*Work instruction 1*: In the reply letter on intensive blood pressure management, what did the authors calibrate all-cause mortality in their model to?
*Work instruction 2*: List each of the author affiliations given in the reply letter on intensive blood pressure management.

*Text segment*:
* * * * * * *

Cost-effectiveness of Intensive Blood Pressure Management—Is There an Additional Price to Pay?—Reply

Author Affiliations
  • 1Department of Medicine, Yale University School of Medicine, New Haven, Connecticut
  • 2Palo Alto Veterans Affairs Health Care System, Palo Alto, California
  • 3Center for Health Policy/Center for Primary Care and Outcomes Research, Department of Medicine, Stanford University School of Medicine, Stanford, California
JAMA Cardiol. 2017;2(5):581-582. doi:10.1001/jamacardio.2016.5837

In Reply We thank Naranjo et al for their interest in our work and for their insightful comments. We agree that intensive blood pressure management may have important consequences for renal function, and long-term follow-up of patients enrolled in the Systolic Blood Pressure Interventional Trial (SPRINT) will be informative.

The authors point out an association between acute kidney injury (AKI) and mortality, as noted by Chertow et al1 and others, and ask whether we may have overestimated the benefits of intensive blood pressure management by not modeling this risk.2 While we did not explicitly model risk of death associated with AKI, we did calibrate all-cause mortality in our model to that reported in SPRINT; any excess mortality in the intensive treatment arm associated with acute kidney injury would be incorporated into that parameter. Although the median follow-up period for patients enrolled in SPRINT was relatively short (3.26 months), the increased mortality associated with AKI begins early on and, we believe, would be captured in measures of all-cause mortality reported in SPRINT.

* * * * * * *

*Excerpted records*:
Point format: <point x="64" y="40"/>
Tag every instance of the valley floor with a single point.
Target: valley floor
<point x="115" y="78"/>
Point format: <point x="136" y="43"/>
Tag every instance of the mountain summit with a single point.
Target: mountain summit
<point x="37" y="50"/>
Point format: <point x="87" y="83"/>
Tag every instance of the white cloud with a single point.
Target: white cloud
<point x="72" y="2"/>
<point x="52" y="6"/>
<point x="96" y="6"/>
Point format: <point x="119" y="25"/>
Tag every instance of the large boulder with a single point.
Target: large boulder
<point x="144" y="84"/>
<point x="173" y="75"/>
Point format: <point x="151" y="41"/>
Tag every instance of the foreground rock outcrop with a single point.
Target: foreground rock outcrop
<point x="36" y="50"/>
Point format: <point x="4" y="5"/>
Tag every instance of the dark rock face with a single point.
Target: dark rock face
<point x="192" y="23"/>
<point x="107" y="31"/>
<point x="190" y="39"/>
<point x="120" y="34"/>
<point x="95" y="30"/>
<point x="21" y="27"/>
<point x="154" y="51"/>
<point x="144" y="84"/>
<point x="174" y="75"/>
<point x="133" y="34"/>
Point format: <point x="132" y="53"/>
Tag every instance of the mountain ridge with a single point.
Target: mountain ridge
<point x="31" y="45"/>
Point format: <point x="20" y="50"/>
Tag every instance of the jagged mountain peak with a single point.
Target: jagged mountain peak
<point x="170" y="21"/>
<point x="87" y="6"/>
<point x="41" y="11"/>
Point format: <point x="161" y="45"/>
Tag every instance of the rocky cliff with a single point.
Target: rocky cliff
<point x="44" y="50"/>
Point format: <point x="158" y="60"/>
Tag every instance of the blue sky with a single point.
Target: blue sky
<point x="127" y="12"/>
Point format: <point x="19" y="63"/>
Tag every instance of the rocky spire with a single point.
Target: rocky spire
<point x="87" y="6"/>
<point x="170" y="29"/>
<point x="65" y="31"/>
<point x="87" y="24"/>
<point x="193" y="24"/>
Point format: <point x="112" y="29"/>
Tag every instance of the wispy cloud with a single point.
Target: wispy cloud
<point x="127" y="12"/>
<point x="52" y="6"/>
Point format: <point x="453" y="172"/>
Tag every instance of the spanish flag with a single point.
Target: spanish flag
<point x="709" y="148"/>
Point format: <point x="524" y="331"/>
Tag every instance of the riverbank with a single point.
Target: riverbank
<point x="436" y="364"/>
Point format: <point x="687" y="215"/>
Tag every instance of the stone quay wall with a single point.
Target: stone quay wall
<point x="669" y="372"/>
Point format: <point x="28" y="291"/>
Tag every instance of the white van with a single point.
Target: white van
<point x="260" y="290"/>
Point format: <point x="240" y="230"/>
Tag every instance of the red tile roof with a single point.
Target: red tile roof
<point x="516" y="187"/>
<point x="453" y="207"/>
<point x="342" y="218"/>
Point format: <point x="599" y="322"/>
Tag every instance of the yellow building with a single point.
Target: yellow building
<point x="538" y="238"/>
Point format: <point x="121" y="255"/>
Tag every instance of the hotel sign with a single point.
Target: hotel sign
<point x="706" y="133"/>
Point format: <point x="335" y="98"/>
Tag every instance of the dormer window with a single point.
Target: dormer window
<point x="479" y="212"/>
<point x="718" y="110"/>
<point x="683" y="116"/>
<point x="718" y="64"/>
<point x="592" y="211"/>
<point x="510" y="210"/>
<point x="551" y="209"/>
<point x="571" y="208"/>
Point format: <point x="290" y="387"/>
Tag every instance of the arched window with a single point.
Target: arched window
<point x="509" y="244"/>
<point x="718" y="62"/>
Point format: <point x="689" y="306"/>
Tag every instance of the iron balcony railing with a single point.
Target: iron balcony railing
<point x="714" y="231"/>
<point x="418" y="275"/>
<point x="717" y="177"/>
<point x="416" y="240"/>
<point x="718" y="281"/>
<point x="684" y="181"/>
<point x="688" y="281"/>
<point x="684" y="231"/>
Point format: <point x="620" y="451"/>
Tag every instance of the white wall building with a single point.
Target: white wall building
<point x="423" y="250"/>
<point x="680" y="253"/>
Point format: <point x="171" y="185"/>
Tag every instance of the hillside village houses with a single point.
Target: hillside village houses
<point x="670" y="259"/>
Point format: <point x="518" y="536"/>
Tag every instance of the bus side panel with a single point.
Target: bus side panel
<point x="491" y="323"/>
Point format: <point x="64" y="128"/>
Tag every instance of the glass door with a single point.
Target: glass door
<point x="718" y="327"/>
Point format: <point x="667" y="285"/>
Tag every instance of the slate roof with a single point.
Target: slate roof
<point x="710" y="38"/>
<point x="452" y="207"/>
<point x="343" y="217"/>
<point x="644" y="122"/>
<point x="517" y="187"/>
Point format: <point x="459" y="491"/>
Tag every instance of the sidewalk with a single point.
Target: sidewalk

* * * * * * *

*Written response 1*: They calibrated it to the all-cause mortality reported in SPRINT.

*Written response 2*:
- Department of Medicine, Yale University School of Medicine, New Haven, Connecticut
- Palo Alto Veterans Affairs Health Care System, Palo Alto, California
- Center for Health Policy/Center for Primary Care and Outcomes Research, Department of Medicine, Stanford University School of Medicine, Stanford, California